**Exercise brief**
The expected response is the entire set of entries, copied exactly.

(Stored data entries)
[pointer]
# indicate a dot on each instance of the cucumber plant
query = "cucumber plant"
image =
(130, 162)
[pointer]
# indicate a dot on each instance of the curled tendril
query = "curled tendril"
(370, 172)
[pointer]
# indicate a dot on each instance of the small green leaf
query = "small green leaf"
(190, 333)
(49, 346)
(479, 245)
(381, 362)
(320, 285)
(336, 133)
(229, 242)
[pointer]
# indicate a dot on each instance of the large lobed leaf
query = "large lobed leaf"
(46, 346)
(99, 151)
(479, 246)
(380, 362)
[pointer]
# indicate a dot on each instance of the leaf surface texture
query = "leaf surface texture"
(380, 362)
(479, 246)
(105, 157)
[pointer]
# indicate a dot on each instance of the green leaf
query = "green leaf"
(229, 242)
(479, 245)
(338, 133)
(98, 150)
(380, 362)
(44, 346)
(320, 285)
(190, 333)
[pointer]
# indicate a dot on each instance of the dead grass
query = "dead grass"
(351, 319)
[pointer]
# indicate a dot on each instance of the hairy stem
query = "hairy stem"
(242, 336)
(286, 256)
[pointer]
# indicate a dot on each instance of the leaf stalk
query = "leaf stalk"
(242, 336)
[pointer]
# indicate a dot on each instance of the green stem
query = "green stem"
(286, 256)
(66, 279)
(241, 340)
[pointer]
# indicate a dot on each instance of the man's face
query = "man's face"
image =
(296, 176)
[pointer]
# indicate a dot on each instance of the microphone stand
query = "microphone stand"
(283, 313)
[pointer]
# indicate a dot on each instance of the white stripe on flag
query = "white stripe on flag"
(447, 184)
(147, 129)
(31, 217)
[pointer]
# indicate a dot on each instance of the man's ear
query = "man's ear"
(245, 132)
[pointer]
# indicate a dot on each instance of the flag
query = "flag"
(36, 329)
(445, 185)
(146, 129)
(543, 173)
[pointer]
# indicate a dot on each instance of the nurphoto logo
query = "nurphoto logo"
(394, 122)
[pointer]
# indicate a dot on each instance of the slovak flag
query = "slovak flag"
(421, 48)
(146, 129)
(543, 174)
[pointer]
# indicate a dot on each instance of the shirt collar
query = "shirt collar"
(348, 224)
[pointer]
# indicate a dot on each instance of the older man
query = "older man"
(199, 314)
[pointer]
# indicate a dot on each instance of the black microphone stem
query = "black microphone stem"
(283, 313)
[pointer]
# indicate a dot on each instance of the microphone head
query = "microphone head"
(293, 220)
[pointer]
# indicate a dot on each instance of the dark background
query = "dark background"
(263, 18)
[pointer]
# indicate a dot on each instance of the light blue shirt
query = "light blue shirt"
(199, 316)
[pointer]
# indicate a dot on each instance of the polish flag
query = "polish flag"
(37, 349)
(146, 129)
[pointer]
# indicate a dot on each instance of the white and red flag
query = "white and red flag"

**Written response**
[pointer]
# indicate a dot on each instance of the cucumber plant
query = "cucumber plant"
image =
(130, 162)
[pointer]
# indicate a dot on each instance of the curled tendril
query = "curled tendril"
(370, 172)
[pointer]
# indicate a dot on each instance of the small green leaf
query = "small green leaf"
(190, 333)
(49, 346)
(479, 245)
(381, 362)
(320, 285)
(336, 133)
(229, 242)
[pointer]
# indicate a dot on each instance of the large lobed leaf
query = "large lobed leaf"
(46, 346)
(99, 151)
(479, 246)
(380, 362)
[pointer]
# indicate a dot on each instance of the leaf surface texture
query = "leaf surface texture"
(380, 362)
(479, 246)
(105, 157)
[pointer]
# indicate a dot on each instance of the green leaf
query = "green leaf"
(229, 242)
(479, 245)
(338, 133)
(98, 150)
(380, 362)
(44, 346)
(320, 285)
(190, 333)
[pointer]
# indicate a dot on each instance of the dead grass
query = "dead grass"
(351, 319)
[pointer]
# indicate a dot on each instance of the hairy stem
query = "hairy stem"
(242, 336)
(286, 256)
[pointer]
# indicate a dot on each instance of the leaf stalk
query = "leaf stalk"
(242, 336)
[pointer]
# indicate a dot on each instance of the green stem
query = "green stem"
(286, 256)
(66, 279)
(241, 340)
[pointer]
# indicate a dot on each instance of the man's face
query = "man's face"
image =
(296, 176)
[pointer]
# indicate a dot on each instance of the microphone stand
query = "microphone stand"
(283, 313)
[pointer]
# indicate a dot on each instance of the white stripe on flag
query = "white stripe on flag"
(447, 184)
(147, 129)
(31, 217)
[pointer]
# indicate a dot on each instance of the man's ear
query = "man's ear"
(245, 132)
[pointer]
# indicate a dot on each instance of the flag
query = "flag"
(36, 329)
(445, 185)
(146, 129)
(543, 173)
[pointer]
# indicate a dot on each instance of the nurphoto logo
query = "nurphoto logo"
(394, 122)
[pointer]
# indicate a dot on each instance of the slovak flag
query = "slovak flag"
(421, 48)
(146, 129)
(543, 174)
[pointer]
# indicate a dot on each instance of the shirt collar
query = "shirt collar"
(348, 224)
[pointer]
# indicate a dot on each instance of the older man
query = "older man"
(199, 314)
[pointer]
# indicate a dot on each instance of the black microphone stem
query = "black microphone stem"
(283, 313)
[pointer]
# indicate a dot on each instance of the microphone head
query = "microphone head"
(293, 220)
[pointer]
# indicate a dot on each instance of the dark background
query = "dark background"
(263, 18)
[pointer]
# indicate a dot on each instance of the light blue shirt
query = "light blue shirt"
(199, 316)
[pointer]
# indicate a dot on each instance of the polish flag
query = "polish flag"
(37, 349)
(146, 129)
[pointer]
# indicate a dot on each instance of the white and red flag
query = "white and red flag"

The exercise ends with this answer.